§ **LIST OF TASKS**
1. Answer these questions about the article on ethnic parties, one answer per line with matching letters:
(a) What kinds of parties should ethnic parties not be confused with?
(b) According to Kanchan Chandra, what belief determines ethnic identity?
(c) Which Swedish party in Finland is named as one of the oldest prototypes of ethnic parties?
2. Carry on the article on ethnic parties, starting after its final sentence.

═══ DOCUMENT EXTRACT ═══

= Ethnic party =

Party formed to represent an ethnic group

An ethnic party is a political party that overtly presents itself as the champion of one ethnic group or sets of ethnic groups. Ethnic parties make such representation central to their voter mobilization strategy. An alternate designation is 'Political parties of minorities', but they should not be confused with regionalist or separatist parties, whose purpose is territorial autonomy or independence.

== Definitions ==
There are varied definitions of both ethnicity and ethnic parties.

=== Ethnicity ===
Kanchan Chandra defines ethnic identity narrowly as a subset of identity categories determined by the belief of common descent. She rejects expansive definitions of ethnic identity (such as those that include common culture, common language, common history and common territory). Jóhanna Birnir defines ethnicity as "group self-identification around a characteristic that is very difficult or even impossible to change, such as language, race, or location."

=== Ethnic party ===
According to Donna Lee Van Cott,Ethnic party is defined here as an organization authorized to compete in local or national elections; the majority of its leadership and membership identify themselves as belonging to a nondominant ethnic group, and its electoral platform includes demands and programs of an ethnic or cultural nature.According to Kanchan Chandra,An ethnic party is a party that overtly represents itself as a champion of the cause of one particular ethnic category or set of categories to the exclusion of others, and that makes such a representation central to its strategy of mobilizing voters.

==Historical ethnic parties==

The oldest prototypes of ethnic parties are the Jewish parties of the Russian and Austro-Hungarian empires, e.g. Bund, Folkspartei, World Agudath Israel, and the Swedish party in Finland, Svenska Folkpartiet (SFP), all of them founded in the end of the 19th century or in the first decade of the 20th.

═══ RECORDS SHOWN ═══

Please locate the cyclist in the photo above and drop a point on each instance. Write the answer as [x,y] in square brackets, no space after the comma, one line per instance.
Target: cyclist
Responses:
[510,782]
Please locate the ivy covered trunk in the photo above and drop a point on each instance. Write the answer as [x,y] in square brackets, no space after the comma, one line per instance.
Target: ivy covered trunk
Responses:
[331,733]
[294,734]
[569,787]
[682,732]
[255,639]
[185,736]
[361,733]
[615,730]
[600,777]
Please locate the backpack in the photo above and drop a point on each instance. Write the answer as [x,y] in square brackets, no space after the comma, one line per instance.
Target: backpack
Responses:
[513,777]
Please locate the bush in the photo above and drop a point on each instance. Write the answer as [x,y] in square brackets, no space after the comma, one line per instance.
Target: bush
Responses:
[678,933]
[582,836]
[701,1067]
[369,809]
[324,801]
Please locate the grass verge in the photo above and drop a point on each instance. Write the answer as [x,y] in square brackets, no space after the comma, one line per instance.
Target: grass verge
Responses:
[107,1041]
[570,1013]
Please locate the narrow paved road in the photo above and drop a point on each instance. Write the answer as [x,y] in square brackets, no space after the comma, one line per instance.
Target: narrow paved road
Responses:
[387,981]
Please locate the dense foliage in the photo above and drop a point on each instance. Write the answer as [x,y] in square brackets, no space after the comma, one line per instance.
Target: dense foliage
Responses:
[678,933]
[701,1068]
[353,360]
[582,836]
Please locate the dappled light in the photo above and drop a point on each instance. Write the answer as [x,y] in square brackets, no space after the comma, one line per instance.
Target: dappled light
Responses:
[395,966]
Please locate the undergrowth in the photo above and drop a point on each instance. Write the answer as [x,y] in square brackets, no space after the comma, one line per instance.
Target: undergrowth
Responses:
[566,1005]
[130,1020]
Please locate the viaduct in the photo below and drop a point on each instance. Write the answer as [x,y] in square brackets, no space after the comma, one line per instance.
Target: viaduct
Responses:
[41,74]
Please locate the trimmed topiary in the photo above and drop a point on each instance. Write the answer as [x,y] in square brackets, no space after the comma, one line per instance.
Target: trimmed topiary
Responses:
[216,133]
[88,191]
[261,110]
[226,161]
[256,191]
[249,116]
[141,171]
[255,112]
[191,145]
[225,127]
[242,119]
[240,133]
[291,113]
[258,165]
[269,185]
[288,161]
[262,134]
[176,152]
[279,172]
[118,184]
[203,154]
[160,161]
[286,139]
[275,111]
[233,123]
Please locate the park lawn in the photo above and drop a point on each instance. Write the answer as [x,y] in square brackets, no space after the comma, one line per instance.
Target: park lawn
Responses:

═══

§ **RESULTS IN ORDER**
1.
(a) Regionalist or separatist parties.
(b) The belief of common descent.
(c) Svenska Folkpartiet (SFP).

2.
== Ethnic parties and political ideologies ==

Ethnic parties may take different ideological positions.

For instance, the parties competing for Jewish votes in interwar Poland and Lithuania had a range of different political views. There were Zionist parties (themselves divided into Revisionist, General, Religious or Labour parties), there was Agudat Israel (an Orthodox religious party), the Bund (Marxist) and the Folkspartei (liberal).

In some political systems, party politics are mostly dominated by ethnicity, as in Bosnia-Herzegovina and its federal regions, in Israel, in Suriname, in Malaysia, or in Guyana. In Fiji, 46 seats out of 71 are elected from ethnically-closed Communal constituencies, as there was in the pre-Israel Palestine Jewish Assembly, the Asefat ha-Nivharim with separate 'curiae' for Ashkenaz, Sepharad and Oriental, and Yemeni Jews. In Malaysia, parties of different ethnic groups (Malay, Chinese, and Indian) which made up the demographics of the country, formed a coalition known as the Alliance Party in 1952. Along with its successor the Barisan Nasional (from 1974), the coalition ruled the country from 1955 to 2018.

As a consequence, it would be somewhat irrelevant to classify some parties in these systems as 'ideological' (social-democrat, liberal, christian democratic etc.) and some others as 'purely autonomist', 'purely ethnic' or 'purely minority' parties.

Particularly large minorities may develop a party system unto themselves; in interwar Czechoslovakia, the large Sudeten German minority had its own system of parties corresponding to the main political trends; the German Social Democratic Workers' Party, the Farmers' League and the Sudeten German Party representing the centre-left, centre-right, and far-right, respectively. Likewise, the Democratic Union for Integration and VLEN Coalition compete to represent Albanians in North Macedonia, and the various parties which compete for the votes of Arab citizens of Israel.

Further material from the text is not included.